But Bill’s experience and contributions in the arts goes beyond even the 50-mile reach of The Mile. He has also engaged with writing, music, theater, and all visual arts for over seventy years.

Early on, Bill founded a newspaper, the Erie Tribune, which he sold to pay for his post-secondary education at Trinity College in Hartford. In 1953, he graduated with honors. From there, Bill traveled to England to study painting under Ceri Richards at the University of London. Ceri Richards is known for his paintings, prints, and reliefs, but he and Bill share something else in common: stained glass.

“I designed the stained glass window in the [All Saints’] Church in Ivoryton,” Bill says, “the rose.” Known as The Pentecost Rose, the window was designed and co-fabricated by Bill in 1987.

In the world of music, Bill was a program manager for Fritz Mahler, conductor of the Erie Philharmonic Orchestra in Pennsylvania; he was also a singer and managed the Trinity College Glee Club during his time there as a student.

Bill combined his love of the arts and of writing when he founded theARTgallery, a magazine that “was rivaled only by ARTNews,” Bill says. He founded his magazine in 1957, and worked as an editor and art critic.

In theater, Bill was a founding trustee of the Ivoryton Playhouse Foundation. He was also Milton Stiefel’s biographer; Stiefel was the founder of the foundation.

Bill has also served on historical, art, library, and cultural associations in Essex, his hometown. All of these experiences combined to give him the expertise that made the Hollycroft Foundation a success.

After twenty-five years of working to bring contemporary sculpture into public spaces, Bill is being honored as the King of Mardi Gras in a gala hosted by the Shoreline Arts Alliance on Saturday, Feb. 2.

Shoreline Arts Alliance Chief Executive Officer Eric Dillner shared some of the kudos he’s received on Bill’s behalf. Dr. Frederick Hockla is “...celebrating all those wonderful years, and most of all, the legacy [Bill will] leave. What, besides the schools, landed me here? Of course, it was The Mile.”

▸ TASK TO COMPLETE: Continue the profile of Bill's work in the arts, starting right after its final sentence.

▸ DATASET CONTENT:
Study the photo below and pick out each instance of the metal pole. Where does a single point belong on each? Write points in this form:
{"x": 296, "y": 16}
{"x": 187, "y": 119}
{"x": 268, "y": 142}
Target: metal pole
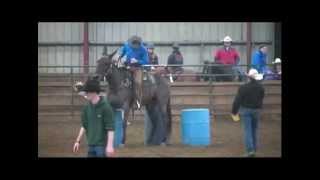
{"x": 249, "y": 45}
{"x": 72, "y": 92}
{"x": 86, "y": 47}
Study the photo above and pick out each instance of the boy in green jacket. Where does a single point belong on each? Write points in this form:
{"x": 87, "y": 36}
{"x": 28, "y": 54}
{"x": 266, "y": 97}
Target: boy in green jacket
{"x": 97, "y": 122}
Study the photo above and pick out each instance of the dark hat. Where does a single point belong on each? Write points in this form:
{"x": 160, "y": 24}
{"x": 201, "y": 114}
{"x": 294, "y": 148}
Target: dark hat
{"x": 92, "y": 85}
{"x": 175, "y": 46}
{"x": 150, "y": 46}
{"x": 135, "y": 41}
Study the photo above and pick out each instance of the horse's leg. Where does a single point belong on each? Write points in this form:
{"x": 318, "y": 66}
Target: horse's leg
{"x": 150, "y": 119}
{"x": 126, "y": 109}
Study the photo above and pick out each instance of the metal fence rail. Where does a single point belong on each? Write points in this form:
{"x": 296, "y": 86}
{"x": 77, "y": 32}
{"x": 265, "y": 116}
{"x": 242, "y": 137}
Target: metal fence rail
{"x": 210, "y": 82}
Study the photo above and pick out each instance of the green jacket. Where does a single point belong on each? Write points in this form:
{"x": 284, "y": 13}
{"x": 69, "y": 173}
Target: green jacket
{"x": 97, "y": 120}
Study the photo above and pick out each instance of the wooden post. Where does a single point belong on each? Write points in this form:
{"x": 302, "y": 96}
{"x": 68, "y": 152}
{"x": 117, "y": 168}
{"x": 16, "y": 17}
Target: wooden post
{"x": 249, "y": 45}
{"x": 86, "y": 47}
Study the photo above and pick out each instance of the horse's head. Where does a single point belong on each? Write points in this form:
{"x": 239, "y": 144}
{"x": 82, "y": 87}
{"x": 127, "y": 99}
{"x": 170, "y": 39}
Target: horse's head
{"x": 104, "y": 66}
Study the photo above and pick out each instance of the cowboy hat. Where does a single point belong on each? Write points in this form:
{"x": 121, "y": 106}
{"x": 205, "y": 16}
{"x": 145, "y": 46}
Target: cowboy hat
{"x": 277, "y": 61}
{"x": 227, "y": 39}
{"x": 253, "y": 73}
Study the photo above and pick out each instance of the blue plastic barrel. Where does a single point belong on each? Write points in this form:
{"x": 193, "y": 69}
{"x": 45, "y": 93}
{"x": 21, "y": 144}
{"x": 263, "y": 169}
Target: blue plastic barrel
{"x": 195, "y": 127}
{"x": 118, "y": 132}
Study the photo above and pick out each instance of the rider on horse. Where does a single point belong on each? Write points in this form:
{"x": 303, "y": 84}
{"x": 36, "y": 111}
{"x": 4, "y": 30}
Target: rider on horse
{"x": 175, "y": 59}
{"x": 134, "y": 54}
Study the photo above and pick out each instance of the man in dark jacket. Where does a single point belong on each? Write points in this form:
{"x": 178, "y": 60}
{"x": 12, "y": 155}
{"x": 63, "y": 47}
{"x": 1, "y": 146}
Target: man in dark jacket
{"x": 249, "y": 100}
{"x": 175, "y": 58}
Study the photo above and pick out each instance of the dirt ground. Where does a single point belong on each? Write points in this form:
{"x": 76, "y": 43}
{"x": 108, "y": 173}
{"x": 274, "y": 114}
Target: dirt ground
{"x": 56, "y": 136}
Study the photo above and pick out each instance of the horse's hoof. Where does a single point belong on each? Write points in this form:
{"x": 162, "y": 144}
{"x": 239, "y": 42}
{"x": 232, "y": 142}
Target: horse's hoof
{"x": 163, "y": 144}
{"x": 121, "y": 145}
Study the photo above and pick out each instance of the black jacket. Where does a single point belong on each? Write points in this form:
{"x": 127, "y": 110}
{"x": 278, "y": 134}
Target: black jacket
{"x": 249, "y": 95}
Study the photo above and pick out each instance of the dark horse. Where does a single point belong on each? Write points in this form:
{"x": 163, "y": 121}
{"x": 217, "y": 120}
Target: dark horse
{"x": 156, "y": 98}
{"x": 219, "y": 71}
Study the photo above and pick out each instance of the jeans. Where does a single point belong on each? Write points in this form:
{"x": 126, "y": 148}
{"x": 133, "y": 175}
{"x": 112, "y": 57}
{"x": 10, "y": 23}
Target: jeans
{"x": 96, "y": 151}
{"x": 250, "y": 118}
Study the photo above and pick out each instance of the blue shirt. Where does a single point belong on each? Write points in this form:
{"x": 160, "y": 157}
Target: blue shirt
{"x": 141, "y": 53}
{"x": 259, "y": 61}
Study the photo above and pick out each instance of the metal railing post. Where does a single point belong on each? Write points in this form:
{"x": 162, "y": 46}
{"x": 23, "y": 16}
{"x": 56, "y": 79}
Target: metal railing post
{"x": 72, "y": 112}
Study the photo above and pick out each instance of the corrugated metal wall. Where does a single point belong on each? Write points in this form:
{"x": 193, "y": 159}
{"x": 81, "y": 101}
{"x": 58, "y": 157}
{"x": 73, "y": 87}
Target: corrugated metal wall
{"x": 150, "y": 32}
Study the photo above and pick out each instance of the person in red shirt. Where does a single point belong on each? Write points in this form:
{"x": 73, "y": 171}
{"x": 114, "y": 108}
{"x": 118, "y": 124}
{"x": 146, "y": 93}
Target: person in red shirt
{"x": 227, "y": 56}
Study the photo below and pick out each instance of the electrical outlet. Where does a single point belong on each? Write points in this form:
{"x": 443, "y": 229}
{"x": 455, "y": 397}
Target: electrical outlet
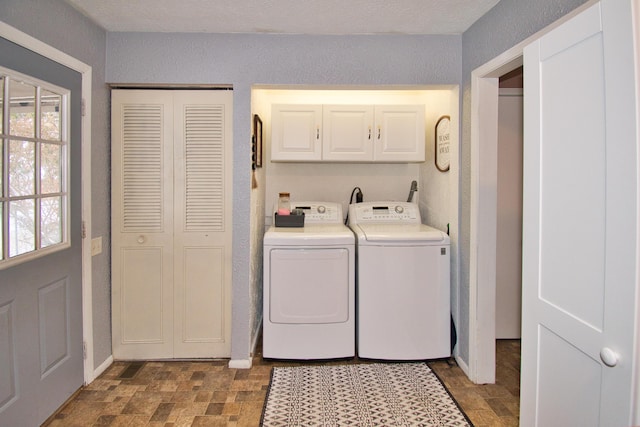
{"x": 96, "y": 246}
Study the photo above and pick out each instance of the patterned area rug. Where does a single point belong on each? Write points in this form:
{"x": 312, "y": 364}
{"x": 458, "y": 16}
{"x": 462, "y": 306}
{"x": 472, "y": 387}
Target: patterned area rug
{"x": 379, "y": 394}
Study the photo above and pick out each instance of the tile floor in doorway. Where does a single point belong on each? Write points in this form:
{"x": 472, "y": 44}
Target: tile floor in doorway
{"x": 208, "y": 393}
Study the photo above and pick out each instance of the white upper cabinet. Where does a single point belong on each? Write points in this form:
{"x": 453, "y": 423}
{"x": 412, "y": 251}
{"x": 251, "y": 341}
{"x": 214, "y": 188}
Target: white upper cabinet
{"x": 348, "y": 133}
{"x": 399, "y": 133}
{"x": 295, "y": 132}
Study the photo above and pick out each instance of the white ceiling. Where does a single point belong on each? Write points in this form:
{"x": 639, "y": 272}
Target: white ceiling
{"x": 286, "y": 16}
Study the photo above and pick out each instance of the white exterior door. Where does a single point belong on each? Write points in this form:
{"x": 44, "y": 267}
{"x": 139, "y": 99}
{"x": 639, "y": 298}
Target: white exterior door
{"x": 580, "y": 222}
{"x": 171, "y": 223}
{"x": 41, "y": 345}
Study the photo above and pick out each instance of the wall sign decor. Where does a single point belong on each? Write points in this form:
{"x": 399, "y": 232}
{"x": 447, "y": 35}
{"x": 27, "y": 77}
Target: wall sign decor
{"x": 257, "y": 141}
{"x": 442, "y": 144}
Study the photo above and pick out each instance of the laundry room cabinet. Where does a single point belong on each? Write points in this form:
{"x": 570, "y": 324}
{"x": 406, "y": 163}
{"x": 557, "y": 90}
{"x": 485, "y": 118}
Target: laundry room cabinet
{"x": 348, "y": 133}
{"x": 296, "y": 132}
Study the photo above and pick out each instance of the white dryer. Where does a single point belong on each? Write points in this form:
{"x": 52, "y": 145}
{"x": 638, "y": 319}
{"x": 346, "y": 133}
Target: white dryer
{"x": 309, "y": 286}
{"x": 403, "y": 284}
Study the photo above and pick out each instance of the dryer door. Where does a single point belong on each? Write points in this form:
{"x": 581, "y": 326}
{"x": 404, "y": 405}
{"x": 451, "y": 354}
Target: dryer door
{"x": 309, "y": 285}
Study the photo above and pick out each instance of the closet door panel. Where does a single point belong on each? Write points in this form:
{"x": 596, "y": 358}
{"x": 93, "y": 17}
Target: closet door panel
{"x": 142, "y": 225}
{"x": 202, "y": 159}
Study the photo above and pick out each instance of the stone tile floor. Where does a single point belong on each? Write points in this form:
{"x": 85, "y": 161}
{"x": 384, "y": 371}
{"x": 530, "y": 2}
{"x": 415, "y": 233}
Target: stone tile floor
{"x": 209, "y": 393}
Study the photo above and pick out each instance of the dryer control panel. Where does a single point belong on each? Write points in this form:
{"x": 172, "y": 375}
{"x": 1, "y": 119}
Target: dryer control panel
{"x": 320, "y": 212}
{"x": 384, "y": 212}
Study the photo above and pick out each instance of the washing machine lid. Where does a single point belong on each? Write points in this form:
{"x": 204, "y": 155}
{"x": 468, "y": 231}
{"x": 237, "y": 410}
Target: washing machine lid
{"x": 309, "y": 235}
{"x": 400, "y": 233}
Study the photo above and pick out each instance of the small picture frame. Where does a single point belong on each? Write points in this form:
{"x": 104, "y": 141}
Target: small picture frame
{"x": 257, "y": 140}
{"x": 442, "y": 144}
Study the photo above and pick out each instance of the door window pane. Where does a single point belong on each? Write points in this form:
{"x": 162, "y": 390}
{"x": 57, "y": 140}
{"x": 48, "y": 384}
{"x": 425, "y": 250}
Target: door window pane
{"x": 22, "y": 164}
{"x": 2, "y": 79}
{"x": 50, "y": 168}
{"x": 50, "y": 115}
{"x": 50, "y": 221}
{"x": 34, "y": 159}
{"x": 21, "y": 226}
{"x": 22, "y": 97}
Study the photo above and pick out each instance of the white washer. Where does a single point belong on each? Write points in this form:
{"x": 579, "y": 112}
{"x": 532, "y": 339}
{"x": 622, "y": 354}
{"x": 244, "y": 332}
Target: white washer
{"x": 402, "y": 283}
{"x": 309, "y": 286}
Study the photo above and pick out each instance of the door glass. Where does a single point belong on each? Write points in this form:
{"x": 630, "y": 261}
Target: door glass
{"x": 22, "y": 155}
{"x": 50, "y": 115}
{"x": 51, "y": 221}
{"x": 50, "y": 168}
{"x": 21, "y": 227}
{"x": 22, "y": 109}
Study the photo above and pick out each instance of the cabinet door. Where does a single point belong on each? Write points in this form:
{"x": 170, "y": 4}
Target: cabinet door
{"x": 399, "y": 133}
{"x": 295, "y": 132}
{"x": 348, "y": 133}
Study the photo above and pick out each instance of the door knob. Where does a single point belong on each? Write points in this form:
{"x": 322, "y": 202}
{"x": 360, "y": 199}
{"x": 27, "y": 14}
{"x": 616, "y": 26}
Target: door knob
{"x": 609, "y": 357}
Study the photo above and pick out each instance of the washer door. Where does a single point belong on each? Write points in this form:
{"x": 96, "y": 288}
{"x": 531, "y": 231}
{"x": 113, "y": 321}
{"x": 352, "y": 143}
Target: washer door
{"x": 309, "y": 285}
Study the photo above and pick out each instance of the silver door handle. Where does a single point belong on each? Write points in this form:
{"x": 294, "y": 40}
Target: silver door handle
{"x": 609, "y": 357}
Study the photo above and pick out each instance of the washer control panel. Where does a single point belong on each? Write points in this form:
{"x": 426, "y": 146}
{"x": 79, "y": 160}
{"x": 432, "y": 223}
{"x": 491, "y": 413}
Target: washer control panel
{"x": 384, "y": 212}
{"x": 320, "y": 212}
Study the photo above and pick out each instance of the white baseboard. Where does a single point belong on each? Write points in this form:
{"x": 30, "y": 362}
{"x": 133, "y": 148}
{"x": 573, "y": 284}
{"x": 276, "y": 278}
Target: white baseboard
{"x": 240, "y": 363}
{"x": 103, "y": 367}
{"x": 254, "y": 343}
{"x": 465, "y": 368}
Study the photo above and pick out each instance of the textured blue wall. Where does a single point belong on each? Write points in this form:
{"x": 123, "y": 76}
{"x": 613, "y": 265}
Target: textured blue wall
{"x": 244, "y": 60}
{"x": 504, "y": 26}
{"x": 59, "y": 25}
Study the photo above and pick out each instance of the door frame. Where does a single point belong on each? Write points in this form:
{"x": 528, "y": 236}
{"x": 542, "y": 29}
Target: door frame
{"x": 483, "y": 198}
{"x": 28, "y": 42}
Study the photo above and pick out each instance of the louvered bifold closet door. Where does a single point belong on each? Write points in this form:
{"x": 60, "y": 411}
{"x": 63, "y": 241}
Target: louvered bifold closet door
{"x": 202, "y": 159}
{"x": 171, "y": 223}
{"x": 142, "y": 224}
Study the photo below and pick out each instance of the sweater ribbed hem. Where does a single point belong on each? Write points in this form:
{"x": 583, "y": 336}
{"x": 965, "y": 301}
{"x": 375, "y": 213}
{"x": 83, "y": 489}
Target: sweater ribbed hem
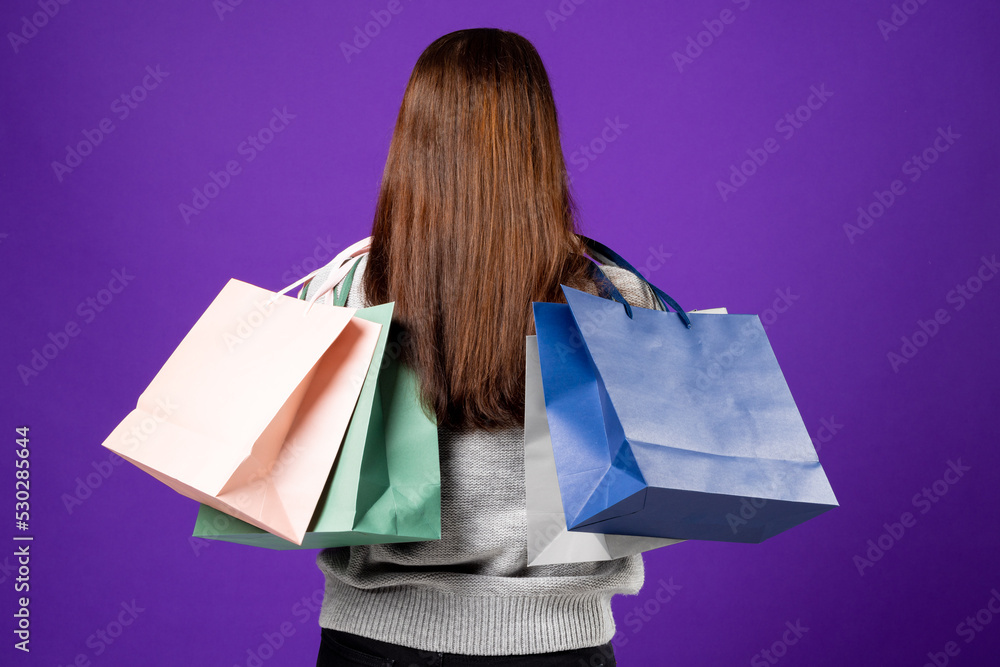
{"x": 430, "y": 620}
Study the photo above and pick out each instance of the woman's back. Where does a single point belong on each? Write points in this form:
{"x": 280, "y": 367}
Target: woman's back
{"x": 471, "y": 591}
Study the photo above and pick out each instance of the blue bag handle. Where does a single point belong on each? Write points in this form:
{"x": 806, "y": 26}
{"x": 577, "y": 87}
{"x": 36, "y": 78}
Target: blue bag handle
{"x": 602, "y": 253}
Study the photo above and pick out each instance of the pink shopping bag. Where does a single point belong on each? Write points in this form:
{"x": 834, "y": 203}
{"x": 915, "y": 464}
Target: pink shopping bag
{"x": 248, "y": 413}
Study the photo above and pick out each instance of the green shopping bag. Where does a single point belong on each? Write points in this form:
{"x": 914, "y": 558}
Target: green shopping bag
{"x": 385, "y": 485}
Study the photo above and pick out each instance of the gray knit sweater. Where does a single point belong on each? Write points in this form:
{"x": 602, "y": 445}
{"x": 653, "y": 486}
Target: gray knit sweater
{"x": 471, "y": 592}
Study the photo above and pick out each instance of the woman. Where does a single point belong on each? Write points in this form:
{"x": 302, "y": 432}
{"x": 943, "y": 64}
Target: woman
{"x": 474, "y": 221}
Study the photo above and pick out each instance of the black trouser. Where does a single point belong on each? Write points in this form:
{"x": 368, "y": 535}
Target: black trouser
{"x": 341, "y": 648}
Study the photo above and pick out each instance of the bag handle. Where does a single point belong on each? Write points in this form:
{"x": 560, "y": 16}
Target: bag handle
{"x": 338, "y": 273}
{"x": 340, "y": 296}
{"x": 604, "y": 254}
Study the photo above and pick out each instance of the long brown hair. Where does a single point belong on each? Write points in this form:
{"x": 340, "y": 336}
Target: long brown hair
{"x": 474, "y": 221}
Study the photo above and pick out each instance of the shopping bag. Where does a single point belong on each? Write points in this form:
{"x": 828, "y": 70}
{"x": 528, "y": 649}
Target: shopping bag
{"x": 247, "y": 413}
{"x": 385, "y": 485}
{"x": 662, "y": 430}
{"x": 549, "y": 542}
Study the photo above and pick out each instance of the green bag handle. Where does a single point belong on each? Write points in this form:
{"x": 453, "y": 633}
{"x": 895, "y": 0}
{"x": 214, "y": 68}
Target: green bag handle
{"x": 339, "y": 296}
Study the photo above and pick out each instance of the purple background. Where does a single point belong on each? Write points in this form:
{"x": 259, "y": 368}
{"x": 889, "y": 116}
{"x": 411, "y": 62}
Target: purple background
{"x": 312, "y": 191}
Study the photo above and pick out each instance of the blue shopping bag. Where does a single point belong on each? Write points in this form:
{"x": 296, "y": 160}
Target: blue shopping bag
{"x": 664, "y": 430}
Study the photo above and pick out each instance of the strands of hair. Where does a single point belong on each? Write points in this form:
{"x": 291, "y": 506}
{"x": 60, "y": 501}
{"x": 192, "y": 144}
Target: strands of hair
{"x": 474, "y": 221}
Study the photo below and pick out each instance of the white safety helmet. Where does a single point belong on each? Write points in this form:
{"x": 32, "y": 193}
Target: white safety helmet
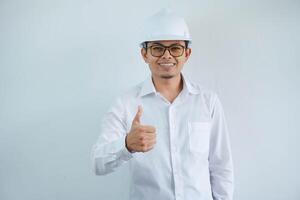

▸ OUTPUT FOR THIS EXERCISE:
Other comments have been along similar lines. “The loss of your personal outreach is sad for us who well know [Bill’s] years of successful effort keeping The Mile alive…[Bill’s] years of devotion to The Mile and loyalty to preserving its future are within the focus of us who will keep the effort financially going.”

One couple, Bill said, “drove up to Connecticut just to see The Mile. They were visiting New York from Honolulu, Hawaii, but they made a special trip here just to see the sculptures.”

Imagining what it must be like to live over 90 years is difficult for anyone who hasn’t had the opportunity. Imagining the ultimate result of a cancer prognosis is even more impossible, but Bill’s legacy, along with his determination to devote every last drop of energy to the causes he cares for speak to his dignity.

“I’ll keep plugging [away] until St. Peter takes over and sends me to the reject pile,” Bill says. He’s approaching his prognosis with the humor one would expect of a true editor.

On Groundhog Day, his legacy will be honored at the gala, adding another accolade to a lifetime of achievements, including his Arts Outstanding Award from the New Haven Arts Council, which Bill received in 2002.

Bill has been a teacher, a writer, an editor, an artist, a musician, and more to many people over his nine decades thus far, and he’s not stopping until he has to. “After a quarter century, we’ve made Connecticut ‘the sculpture state.’ No other state rivals us in such extended support of serious outdoor public sculpture…” Bill wrote recently in a letter to friends, which he shared with The Source.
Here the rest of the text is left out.